* [Directions]: Would you find each line in the entries below with the string "rickshaw" and copy it?

Data for this exercise below:

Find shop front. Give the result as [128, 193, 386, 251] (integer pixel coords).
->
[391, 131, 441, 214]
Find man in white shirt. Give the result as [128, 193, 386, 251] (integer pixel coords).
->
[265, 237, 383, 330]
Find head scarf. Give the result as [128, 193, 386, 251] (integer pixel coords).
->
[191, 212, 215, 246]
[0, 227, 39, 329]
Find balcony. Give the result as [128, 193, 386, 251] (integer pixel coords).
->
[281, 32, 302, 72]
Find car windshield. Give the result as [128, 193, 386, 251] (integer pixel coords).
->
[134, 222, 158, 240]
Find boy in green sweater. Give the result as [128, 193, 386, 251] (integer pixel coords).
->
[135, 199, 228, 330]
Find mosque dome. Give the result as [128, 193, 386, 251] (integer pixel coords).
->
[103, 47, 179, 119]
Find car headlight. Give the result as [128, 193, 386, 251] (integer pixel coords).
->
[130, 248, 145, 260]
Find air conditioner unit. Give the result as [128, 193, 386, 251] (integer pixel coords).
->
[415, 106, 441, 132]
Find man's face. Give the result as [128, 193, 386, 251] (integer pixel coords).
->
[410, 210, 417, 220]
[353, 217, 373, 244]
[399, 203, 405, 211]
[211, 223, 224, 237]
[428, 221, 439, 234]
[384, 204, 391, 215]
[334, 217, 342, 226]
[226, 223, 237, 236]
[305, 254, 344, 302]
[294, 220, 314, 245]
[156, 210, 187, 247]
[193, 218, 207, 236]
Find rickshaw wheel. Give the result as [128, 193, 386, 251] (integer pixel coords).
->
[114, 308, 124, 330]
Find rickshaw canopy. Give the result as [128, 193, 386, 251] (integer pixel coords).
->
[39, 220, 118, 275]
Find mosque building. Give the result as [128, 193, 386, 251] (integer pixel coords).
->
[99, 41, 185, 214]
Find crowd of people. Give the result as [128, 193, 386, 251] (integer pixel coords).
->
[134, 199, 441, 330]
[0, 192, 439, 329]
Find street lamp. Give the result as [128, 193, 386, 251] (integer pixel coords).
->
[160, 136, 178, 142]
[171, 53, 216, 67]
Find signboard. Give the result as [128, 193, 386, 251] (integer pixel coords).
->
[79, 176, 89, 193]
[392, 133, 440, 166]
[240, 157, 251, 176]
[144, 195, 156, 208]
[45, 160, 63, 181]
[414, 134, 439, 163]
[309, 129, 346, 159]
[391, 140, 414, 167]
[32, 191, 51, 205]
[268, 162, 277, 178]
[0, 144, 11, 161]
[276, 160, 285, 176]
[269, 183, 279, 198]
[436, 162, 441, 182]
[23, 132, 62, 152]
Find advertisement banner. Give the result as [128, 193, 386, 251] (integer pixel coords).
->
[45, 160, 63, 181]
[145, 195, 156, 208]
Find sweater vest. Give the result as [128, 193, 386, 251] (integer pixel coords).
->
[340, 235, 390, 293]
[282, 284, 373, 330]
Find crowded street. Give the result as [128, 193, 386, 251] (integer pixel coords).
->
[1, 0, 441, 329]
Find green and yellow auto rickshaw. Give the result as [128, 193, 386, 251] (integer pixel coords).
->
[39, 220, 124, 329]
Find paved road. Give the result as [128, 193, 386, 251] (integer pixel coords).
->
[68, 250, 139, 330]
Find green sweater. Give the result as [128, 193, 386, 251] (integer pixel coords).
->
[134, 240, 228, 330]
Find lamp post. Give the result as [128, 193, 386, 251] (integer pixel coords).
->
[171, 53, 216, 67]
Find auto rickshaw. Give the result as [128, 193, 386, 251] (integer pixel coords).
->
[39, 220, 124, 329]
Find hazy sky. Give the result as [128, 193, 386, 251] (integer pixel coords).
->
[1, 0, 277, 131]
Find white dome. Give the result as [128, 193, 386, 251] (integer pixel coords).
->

End of Data for this exercise.

* [Answer box]:
Find rickshaw wheel. Give the result as [128, 193, 386, 251] (integer pixel coords).
Find rickshaw canopy. Give the result as [128, 193, 386, 251] (integer pixel coords).
Find green and yellow auto rickshaw. Give the result as [128, 193, 386, 251] (integer pixel coords).
Find auto rickshaw. Give the result as [128, 193, 386, 251] (integer pixel coords).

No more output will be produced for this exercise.